> _WHAT YOU WILL DO_
Please retype the part of the cake-cutting problem below from "In one operation, you" to "does not change.".

3218. Minimum Cost for Cutting Cake I

There is an m x n cake that needs to be cut into 1 x 1 pieces.

You are given integers m, n, and two arrays:

• horizontalCut of size m - 1, where horizontalCut[i] represents the cost to cut along the horizontal line i.
• verticalCut of size n - 1, where verticalCut[j] represents the cost to cut along the vertical line j.

In one operation, you can choose any piece of cake that is not yet a 1 x 1 square and perform one of the following cuts:

1. Cut along a horizontal line i at a cost of horizontalCut[i].
2. Cut along a vertical line j at a cost of verticalCut[j].

After the cut, the piece of cake is divided into two distinct pieces.

The cost of a cut depends only on the initial cost of the line and does not change.

Return the minimum total cost to cut the entire cake into 1 x 1 pieces.

class Solution {
public:
    long long minimumCost(int n, int m, vector<int>& A, vector<int>& B) {
        sort(begin(A), end(A));
        sort(begin(B), end(B));
        long long res = 0, opa = 1, opb = 1;
        while(A.size() and B.size()) {
            if(A.back() > B.back()) {
                res += A.back() * opb;
                opa++;
                A.pop_back();
            } else {
                res += B.back() * opa;
                opb++;
                B.pop_back();
            }
        }
        return res + accumulate(begin(A), end(A),0ll) * opb + accumulate(begin(B), end(B),0ll) * opa;
    }
};

> _SUPPLIED MATERIAL_

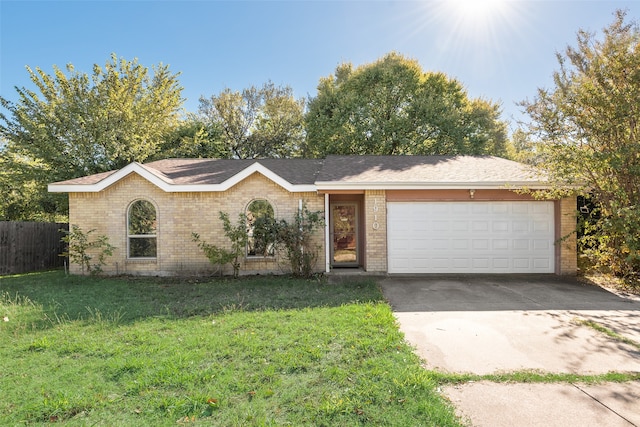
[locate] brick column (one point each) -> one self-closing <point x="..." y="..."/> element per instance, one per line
<point x="375" y="207"/>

> _FINAL RESULT_
In one operation, you can choose any piece of cake that is not yet a 1 x 1 square and perform one of the following cuts:

1. Cut along a horizontal line i at a cost of horizontalCut[i].
2. Cut along a vertical line j at a cost of verticalCut[j].

After the cut, the piece of cake is divided into two distinct pieces.

The cost of a cut depends only on the initial cost of the line and does not change.